→ **Problem details**
Reproduce exactly the lines below, starting with the line that contains "For every instance of the computer mouse" and ending with the last line of the records, both included, and nothing else.

→ **Records for processing**
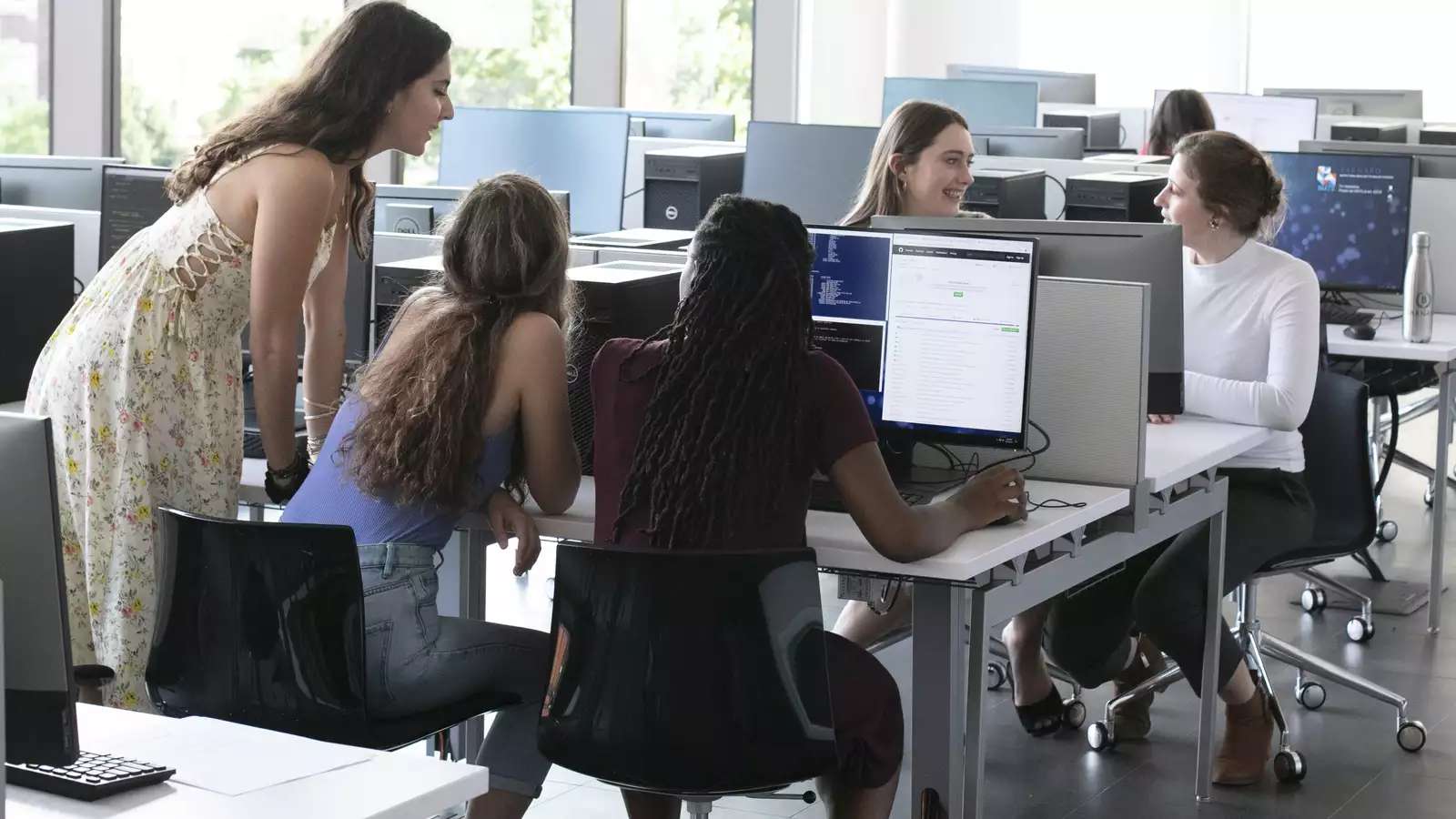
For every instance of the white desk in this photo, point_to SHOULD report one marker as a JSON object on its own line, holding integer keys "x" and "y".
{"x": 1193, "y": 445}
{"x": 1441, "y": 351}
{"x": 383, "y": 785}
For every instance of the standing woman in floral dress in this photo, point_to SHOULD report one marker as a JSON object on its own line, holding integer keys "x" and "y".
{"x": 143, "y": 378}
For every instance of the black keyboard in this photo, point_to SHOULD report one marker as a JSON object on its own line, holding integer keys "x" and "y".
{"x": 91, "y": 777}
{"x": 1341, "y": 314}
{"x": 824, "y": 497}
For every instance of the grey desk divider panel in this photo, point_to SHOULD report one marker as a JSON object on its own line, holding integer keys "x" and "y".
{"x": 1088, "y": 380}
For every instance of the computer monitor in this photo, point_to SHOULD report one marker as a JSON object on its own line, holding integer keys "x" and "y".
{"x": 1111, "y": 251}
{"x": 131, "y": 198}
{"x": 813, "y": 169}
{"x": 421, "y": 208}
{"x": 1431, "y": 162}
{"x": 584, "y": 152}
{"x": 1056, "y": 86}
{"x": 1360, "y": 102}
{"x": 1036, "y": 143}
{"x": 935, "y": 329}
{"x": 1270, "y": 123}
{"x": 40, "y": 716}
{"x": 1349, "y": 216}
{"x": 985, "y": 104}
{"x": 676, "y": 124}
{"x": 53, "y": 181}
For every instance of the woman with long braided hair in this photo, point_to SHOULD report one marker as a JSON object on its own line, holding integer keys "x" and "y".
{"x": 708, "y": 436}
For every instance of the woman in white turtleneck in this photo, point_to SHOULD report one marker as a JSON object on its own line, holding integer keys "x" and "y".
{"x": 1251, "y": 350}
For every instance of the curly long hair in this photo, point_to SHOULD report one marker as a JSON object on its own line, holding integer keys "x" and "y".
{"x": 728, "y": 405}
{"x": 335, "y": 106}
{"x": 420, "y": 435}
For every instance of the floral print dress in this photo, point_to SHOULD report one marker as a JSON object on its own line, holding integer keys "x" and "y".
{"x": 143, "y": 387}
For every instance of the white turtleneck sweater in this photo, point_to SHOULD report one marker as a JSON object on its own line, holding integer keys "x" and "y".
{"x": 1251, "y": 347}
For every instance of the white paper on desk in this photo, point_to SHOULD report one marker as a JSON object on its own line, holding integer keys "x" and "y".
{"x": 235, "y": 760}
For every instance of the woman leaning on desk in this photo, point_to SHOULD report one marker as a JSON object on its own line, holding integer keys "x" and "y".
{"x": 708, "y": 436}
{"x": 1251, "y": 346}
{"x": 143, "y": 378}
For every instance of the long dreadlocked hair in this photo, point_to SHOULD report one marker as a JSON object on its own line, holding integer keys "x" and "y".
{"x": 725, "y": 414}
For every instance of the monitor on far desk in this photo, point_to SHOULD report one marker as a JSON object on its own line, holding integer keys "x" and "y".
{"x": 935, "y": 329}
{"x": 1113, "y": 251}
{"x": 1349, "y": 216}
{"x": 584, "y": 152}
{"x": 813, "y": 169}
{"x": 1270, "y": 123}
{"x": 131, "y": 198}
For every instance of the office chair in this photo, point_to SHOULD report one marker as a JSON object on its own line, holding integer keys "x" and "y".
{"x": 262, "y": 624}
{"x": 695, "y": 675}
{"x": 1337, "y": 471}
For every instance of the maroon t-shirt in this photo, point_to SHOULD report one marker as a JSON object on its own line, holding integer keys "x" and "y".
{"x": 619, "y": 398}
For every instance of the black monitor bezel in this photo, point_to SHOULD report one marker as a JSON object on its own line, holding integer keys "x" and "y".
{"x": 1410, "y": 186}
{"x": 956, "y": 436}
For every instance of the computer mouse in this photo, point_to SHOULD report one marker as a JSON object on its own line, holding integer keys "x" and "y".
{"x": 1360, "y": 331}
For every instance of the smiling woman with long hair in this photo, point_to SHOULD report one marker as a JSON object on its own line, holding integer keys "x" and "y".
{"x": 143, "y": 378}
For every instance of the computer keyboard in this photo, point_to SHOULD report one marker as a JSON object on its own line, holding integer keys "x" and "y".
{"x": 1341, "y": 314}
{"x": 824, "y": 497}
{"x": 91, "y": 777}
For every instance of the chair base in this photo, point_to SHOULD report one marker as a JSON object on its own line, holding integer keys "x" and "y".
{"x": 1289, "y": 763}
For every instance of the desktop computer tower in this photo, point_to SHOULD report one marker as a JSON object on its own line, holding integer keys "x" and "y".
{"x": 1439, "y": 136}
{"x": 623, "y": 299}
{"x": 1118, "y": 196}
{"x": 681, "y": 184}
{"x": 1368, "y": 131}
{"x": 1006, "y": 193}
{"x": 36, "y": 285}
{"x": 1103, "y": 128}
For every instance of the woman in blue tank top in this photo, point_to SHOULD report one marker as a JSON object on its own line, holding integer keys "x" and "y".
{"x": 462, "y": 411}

→ **The completed task**
For every instance of the computer mouse in this photo, point_to SHOULD report one marker as a JSON object on its own line, holding integer keys "x" and "y".
{"x": 1360, "y": 331}
For every instance of the smiling woman with long hair in this photo, point_to SHOULD report one marker as a JSON object on its own line, holding integer keys "x" and "y".
{"x": 143, "y": 378}
For every instance of the computer keyboard in this photo, point_to SHOULD report one marker as a JSON object on its own line, holding integer keys "x" and "y".
{"x": 1341, "y": 314}
{"x": 824, "y": 497}
{"x": 91, "y": 777}
For every instance of the chair base in this photo, point_to SHOULD report one marker as a JSON object on its own line, holding integer keys "x" and "y".
{"x": 1289, "y": 763}
For every instance of the desktop computer tower in this photo, point_to SHOULD report one marker as a JSON object on its own line, holding integer keys "x" and "y".
{"x": 1439, "y": 136}
{"x": 623, "y": 299}
{"x": 1118, "y": 196}
{"x": 681, "y": 184}
{"x": 1368, "y": 131}
{"x": 1006, "y": 193}
{"x": 36, "y": 285}
{"x": 1103, "y": 128}
For every instance of the woman in blue tank top in this photo, point_to SHOULD report one marker as a JSON object on its own line, holding integer keys "x" and "y".
{"x": 462, "y": 411}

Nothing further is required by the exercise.